**Stored data entries**:
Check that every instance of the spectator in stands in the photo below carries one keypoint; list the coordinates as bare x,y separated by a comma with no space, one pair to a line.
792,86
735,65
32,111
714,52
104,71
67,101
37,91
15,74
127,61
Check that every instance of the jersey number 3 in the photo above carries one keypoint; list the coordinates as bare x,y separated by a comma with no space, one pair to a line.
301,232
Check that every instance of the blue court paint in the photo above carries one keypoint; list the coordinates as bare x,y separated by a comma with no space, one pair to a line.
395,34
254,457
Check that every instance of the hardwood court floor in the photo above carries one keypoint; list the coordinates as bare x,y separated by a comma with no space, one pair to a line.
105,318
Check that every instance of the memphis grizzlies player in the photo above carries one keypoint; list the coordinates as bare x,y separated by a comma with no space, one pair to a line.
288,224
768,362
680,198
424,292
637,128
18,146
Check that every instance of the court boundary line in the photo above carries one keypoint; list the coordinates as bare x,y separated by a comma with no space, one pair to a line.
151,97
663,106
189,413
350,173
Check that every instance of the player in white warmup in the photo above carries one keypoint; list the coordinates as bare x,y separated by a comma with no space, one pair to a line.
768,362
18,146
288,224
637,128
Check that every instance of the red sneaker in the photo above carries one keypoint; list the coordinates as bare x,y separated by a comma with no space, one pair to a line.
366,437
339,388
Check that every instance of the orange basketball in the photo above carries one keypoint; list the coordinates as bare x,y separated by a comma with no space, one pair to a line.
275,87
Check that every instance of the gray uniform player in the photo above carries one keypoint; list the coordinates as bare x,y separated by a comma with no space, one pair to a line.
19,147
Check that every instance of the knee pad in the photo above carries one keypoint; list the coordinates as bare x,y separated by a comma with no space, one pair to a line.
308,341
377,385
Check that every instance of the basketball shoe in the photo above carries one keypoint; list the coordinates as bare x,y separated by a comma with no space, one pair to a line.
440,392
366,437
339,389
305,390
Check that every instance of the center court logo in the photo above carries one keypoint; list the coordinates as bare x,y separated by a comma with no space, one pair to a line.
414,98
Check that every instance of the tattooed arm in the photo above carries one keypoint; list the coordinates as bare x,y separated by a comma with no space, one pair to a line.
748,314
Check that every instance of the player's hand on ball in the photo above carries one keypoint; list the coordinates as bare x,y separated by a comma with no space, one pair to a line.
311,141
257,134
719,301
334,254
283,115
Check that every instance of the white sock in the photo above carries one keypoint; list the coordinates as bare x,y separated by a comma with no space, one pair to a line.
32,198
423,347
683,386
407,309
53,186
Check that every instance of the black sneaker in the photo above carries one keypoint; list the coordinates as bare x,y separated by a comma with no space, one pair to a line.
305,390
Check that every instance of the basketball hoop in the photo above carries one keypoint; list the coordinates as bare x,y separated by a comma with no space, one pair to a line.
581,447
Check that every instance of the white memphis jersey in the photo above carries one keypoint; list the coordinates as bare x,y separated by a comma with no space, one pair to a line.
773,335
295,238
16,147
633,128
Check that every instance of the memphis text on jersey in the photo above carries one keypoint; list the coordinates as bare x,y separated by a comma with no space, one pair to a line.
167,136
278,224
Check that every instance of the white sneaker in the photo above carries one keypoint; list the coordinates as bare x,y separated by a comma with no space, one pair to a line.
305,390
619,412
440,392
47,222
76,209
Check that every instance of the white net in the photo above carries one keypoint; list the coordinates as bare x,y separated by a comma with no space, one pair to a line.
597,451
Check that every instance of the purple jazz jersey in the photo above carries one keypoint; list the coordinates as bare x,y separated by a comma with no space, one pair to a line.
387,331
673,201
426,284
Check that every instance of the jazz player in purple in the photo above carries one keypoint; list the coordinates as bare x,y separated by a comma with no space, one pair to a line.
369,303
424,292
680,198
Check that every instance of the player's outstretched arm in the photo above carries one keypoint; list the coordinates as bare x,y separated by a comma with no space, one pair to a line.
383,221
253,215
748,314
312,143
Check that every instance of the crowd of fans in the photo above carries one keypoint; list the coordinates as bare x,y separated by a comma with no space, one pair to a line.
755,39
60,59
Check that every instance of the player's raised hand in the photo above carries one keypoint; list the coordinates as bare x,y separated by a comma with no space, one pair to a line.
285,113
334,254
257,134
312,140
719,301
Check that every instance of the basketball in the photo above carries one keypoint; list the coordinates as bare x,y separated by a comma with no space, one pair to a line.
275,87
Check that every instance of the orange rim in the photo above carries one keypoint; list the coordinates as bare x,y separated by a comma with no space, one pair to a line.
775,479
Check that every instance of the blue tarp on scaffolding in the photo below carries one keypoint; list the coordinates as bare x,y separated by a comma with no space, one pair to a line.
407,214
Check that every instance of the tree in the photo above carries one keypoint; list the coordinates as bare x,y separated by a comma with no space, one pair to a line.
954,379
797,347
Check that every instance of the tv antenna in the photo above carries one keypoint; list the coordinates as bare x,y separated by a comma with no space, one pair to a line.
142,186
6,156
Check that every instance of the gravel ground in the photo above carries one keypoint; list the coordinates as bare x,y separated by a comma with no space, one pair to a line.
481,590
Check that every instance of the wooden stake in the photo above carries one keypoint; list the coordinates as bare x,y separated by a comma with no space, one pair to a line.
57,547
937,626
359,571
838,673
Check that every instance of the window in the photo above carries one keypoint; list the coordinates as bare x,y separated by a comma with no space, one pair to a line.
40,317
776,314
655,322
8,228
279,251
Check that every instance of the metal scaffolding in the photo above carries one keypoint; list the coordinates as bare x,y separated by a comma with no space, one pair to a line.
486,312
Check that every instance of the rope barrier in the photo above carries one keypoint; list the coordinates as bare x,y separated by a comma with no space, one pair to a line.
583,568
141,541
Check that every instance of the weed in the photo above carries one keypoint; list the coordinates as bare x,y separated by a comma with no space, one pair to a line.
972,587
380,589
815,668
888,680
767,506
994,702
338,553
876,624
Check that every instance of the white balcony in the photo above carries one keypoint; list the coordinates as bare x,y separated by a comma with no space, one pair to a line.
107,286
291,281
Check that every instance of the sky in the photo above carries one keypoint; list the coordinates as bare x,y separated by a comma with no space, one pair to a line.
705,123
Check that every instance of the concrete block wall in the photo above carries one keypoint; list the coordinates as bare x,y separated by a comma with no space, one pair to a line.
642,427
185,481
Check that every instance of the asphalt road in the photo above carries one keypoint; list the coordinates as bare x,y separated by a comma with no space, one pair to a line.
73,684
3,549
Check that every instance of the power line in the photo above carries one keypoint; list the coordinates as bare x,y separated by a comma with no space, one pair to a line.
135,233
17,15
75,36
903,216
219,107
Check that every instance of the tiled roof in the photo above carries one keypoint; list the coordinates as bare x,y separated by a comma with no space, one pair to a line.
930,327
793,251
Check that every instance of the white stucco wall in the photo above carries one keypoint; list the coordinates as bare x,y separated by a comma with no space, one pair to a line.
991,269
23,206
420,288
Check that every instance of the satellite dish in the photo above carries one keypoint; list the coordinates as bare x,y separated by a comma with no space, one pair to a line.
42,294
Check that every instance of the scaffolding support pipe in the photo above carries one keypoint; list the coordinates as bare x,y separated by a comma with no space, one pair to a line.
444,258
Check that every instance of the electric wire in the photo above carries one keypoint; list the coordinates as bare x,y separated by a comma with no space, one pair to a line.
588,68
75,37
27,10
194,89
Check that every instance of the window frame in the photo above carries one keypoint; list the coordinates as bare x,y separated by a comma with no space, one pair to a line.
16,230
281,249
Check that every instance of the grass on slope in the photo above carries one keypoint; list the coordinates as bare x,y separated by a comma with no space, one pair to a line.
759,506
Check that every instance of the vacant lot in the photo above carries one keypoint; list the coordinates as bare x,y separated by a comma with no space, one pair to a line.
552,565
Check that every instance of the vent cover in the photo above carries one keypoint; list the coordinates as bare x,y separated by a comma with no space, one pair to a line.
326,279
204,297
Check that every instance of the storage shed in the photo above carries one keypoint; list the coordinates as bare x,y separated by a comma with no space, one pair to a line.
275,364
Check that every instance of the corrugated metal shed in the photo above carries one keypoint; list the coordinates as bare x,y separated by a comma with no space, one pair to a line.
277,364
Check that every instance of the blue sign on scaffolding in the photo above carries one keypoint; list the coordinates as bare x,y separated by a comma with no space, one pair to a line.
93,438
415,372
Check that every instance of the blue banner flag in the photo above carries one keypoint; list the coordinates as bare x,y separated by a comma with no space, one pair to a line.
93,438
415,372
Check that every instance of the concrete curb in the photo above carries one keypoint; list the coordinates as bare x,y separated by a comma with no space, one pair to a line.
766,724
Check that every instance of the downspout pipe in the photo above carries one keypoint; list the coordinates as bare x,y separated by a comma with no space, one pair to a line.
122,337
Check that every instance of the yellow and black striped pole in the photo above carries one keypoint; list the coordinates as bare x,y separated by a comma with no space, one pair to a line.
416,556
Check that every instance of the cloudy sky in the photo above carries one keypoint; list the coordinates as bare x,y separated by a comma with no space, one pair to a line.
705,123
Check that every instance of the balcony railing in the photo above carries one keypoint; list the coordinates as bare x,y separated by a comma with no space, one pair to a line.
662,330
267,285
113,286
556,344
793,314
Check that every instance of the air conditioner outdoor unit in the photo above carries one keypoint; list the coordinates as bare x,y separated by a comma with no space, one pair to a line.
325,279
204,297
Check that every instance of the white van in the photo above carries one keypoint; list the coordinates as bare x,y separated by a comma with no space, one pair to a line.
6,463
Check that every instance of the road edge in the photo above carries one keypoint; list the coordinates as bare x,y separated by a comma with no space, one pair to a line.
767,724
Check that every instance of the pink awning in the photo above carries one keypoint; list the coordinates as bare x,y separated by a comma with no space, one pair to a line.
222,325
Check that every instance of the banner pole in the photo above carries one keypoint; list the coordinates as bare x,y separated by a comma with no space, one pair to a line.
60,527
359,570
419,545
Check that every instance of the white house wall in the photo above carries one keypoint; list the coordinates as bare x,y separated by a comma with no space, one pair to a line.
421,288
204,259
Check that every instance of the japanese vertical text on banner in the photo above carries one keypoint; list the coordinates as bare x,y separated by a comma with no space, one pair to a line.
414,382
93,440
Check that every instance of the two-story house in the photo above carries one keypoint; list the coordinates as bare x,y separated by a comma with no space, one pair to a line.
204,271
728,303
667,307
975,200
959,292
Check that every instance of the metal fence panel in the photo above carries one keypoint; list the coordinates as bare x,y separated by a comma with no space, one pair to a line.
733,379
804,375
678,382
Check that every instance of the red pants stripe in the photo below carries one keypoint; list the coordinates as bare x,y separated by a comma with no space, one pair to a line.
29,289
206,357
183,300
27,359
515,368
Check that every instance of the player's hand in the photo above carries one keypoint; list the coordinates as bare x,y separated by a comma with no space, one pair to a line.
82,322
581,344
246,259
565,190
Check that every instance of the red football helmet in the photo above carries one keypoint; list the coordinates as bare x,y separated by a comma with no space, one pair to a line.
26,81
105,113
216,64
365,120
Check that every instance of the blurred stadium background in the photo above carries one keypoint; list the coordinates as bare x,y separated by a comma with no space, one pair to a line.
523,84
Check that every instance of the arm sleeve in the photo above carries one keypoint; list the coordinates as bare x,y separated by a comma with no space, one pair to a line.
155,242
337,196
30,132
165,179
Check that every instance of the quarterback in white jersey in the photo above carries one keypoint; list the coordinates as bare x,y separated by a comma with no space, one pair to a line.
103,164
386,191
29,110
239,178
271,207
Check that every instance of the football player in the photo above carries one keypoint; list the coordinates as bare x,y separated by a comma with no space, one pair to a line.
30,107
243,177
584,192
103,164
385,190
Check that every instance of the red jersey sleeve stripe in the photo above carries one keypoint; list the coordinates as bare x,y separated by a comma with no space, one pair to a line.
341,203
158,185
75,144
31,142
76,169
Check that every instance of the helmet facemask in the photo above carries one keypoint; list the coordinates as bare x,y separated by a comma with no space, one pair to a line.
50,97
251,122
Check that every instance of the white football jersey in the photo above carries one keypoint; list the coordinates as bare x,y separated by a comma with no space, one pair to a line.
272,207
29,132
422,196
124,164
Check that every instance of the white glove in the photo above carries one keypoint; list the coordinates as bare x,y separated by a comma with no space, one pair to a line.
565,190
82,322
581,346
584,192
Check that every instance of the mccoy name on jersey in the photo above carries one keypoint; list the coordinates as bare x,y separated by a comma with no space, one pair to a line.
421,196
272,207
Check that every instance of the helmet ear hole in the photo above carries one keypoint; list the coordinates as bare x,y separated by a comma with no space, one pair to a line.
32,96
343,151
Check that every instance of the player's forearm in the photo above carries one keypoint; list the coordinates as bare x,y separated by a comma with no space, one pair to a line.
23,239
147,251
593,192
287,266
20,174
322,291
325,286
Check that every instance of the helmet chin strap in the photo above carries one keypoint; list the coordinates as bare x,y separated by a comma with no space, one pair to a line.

**Assignment**:
Reproduce exactly the lines from the one with "Check that every instance of the helmet ear" through the last line of the entries, keeping both of those lines and nothing else.

**Answer to the problem**:
Check that every instance of the helmet ear hole in the photo above carries one keypoint; list the coordinates as bare x,y separated by a comma with no space, one pair to a line.
32,96
343,151
Check that every instance of the player's forearm in the photo above carries one keypoint; list the coordinates as bare x,y separated by a comma with no space, one pair to a line.
23,239
147,251
593,192
287,266
20,174
322,291
325,286
Check that every instance of the helmet chin strap in the photo above carries one keypoint; list the coordinates as bare x,y separated by a comma with no space, one pair to a line.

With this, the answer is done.